(点标注数据)
++++++++++

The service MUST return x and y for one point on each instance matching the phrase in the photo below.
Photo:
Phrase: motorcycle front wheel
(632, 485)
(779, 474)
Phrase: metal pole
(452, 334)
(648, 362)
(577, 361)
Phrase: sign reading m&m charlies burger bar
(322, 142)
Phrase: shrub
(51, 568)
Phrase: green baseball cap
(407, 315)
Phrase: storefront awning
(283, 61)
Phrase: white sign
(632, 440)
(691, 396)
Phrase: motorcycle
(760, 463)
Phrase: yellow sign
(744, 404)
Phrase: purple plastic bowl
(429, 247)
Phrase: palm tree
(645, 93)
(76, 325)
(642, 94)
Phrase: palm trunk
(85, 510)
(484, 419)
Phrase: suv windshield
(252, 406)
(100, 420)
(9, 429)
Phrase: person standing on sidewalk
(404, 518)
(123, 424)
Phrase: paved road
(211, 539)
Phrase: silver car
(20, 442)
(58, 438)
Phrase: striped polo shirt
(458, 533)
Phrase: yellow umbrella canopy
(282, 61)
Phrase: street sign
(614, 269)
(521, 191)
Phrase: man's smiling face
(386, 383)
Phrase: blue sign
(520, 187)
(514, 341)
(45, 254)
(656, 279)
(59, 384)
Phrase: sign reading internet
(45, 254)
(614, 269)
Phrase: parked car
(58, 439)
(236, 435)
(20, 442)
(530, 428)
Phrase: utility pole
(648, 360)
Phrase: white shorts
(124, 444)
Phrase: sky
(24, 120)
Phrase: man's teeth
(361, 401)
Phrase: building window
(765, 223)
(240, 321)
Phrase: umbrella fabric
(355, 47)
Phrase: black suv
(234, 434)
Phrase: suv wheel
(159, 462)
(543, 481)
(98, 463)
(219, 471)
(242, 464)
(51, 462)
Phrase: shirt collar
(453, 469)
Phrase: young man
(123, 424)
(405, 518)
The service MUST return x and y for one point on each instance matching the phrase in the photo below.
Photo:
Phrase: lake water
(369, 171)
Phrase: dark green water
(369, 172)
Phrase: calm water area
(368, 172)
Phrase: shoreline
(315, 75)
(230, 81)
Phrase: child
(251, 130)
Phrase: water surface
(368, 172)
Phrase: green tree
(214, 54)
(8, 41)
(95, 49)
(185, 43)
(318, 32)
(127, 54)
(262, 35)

++++++++++

**任务要求**: 请把以上全部数据改写成一个 Markdown 表格，设“序号”和“数据行”两列，每行放一行数据，空行不计入。

**参考解答**:
| 序号 | 数据行 |
|---|---|
| 1 | The service MUST return x and y for one point on each instance matching the phrase in the photo below. |
| 2 | Photo: |
| 3 | Phrase: motorcycle front wheel |
| 4 | (632, 485) |
| 5 | (779, 474) |
| 6 | Phrase: metal pole |
| 7 | (452, 334) |
| 8 | (648, 362) |
| 9 | (577, 361) |
| 10 | Phrase: sign reading m&m charlies burger bar |
| 11 | (322, 142) |
| 12 | Phrase: shrub |
| 13 | (51, 568) |
| 14 | Phrase: green baseball cap |
| 15 | (407, 315) |
| 16 | Phrase: storefront awning |
| 17 | (283, 61) |
| 18 | Phrase: white sign |
| 19 | (632, 440) |
| 20 | (691, 396) |
| 21 | Phrase: motorcycle |
| 22 | (760, 463) |
| 23 | Phrase: yellow sign |
| 24 | (744, 404) |
| 25 | Phrase: purple plastic bowl |
| 26 | (429, 247) |
| 27 | Phrase: palm tree |
| 28 | (645, 93) |
| 29 | (76, 325) |
| 30 | (642, 94) |
| 31 | Phrase: palm trunk |
| 32 | (85, 510) |
| 33 | (484, 419) |
| 34 | Phrase: suv windshield |
| 35 | (252, 406) |
| 36 | (100, 420) |
| 37 | (9, 429) |
| 38 | Phrase: person standing on sidewalk |
| 39 | (404, 518) |
| 40 | (123, 424) |
| 41 | Phrase: paved road |
| 42 | (211, 539) |
| 43 | Phrase: silver car |
| 44 | (20, 442) |
| 45 | (58, 438) |
| 46 | Phrase: striped polo shirt |
| 47 | (458, 533) |
| 48 | Phrase: yellow umbrella canopy |
| 49 | (282, 61) |
| 50 | Phrase: street sign |
| 51 | (614, 269) |
| 52 | (521, 191) |
| 53 | Phrase: man's smiling face |
| 54 | (386, 383) |
| 55 | Phrase: blue sign |
| 56 | (520, 187) |
| 57 | (514, 341) |
| 58 | (45, 254) |
| 59 | (656, 279) |
| 60 | (59, 384) |
| 61 | Phrase: sign reading internet |
| 62 | (45, 254) |
| 63 | (614, 269) |
| 64 | Phrase: parked car |
| 65 | (58, 439) |
| 66 | (236, 435) |
| 67 | (20, 442) |
| 68 | (530, 428) |
| 69 | Phrase: utility pole |
| 70 | (648, 360) |
| 71 | Phrase: white shorts |
| 72 | (124, 444) |
| 73 | Phrase: sky |
| 74 | (24, 120) |
| 75 | Phrase: man's teeth |
| 76 | (361, 401) |
| 77 | Phrase: building window |
| 78 | (765, 223) |
| 79 | (240, 321) |
| 80 | Phrase: umbrella fabric |
| 81 | (355, 47) |
| 82 | Phrase: black suv |
| 83 | (234, 434) |
| 84 | Phrase: suv wheel |
| 85 | (159, 462) |
| 86 | (543, 481) |
| 87 | (98, 463) |
| 88 | (219, 471) |
| 89 | (242, 464) |
| 90 | (51, 462) |
| 91 | Phrase: shirt collar |
| 92 | (453, 469) |
| 93 | Phrase: young man |
| 94 | (123, 424) |
| 95 | (405, 518) |
| 96 | The service MUST return x and y for one point on each instance matching the phrase in the photo below. |
| 97 | Photo: |
| 98 | Phrase: lake water |
| 99 | (369, 171) |
| 100 | Phrase: dark green water |
| 101 | (369, 172) |
| 102 | Phrase: calm water area |
| 103 | (368, 172) |
| 104 | Phrase: shoreline |
| 105 | (315, 75) |
| 106 | (230, 81) |
| 107 | Phrase: child |
| 108 | (251, 130) |
| 109 | Phrase: water surface |
| 110 | (368, 172) |
| 111 | Phrase: green tree |
| 112 | (214, 54) |
| 113 | (8, 41) |
| 114 | (95, 49) |
| 115 | (185, 43) |
| 116 | (318, 32) |
| 117 | (127, 54) |
| 118 | (262, 35) |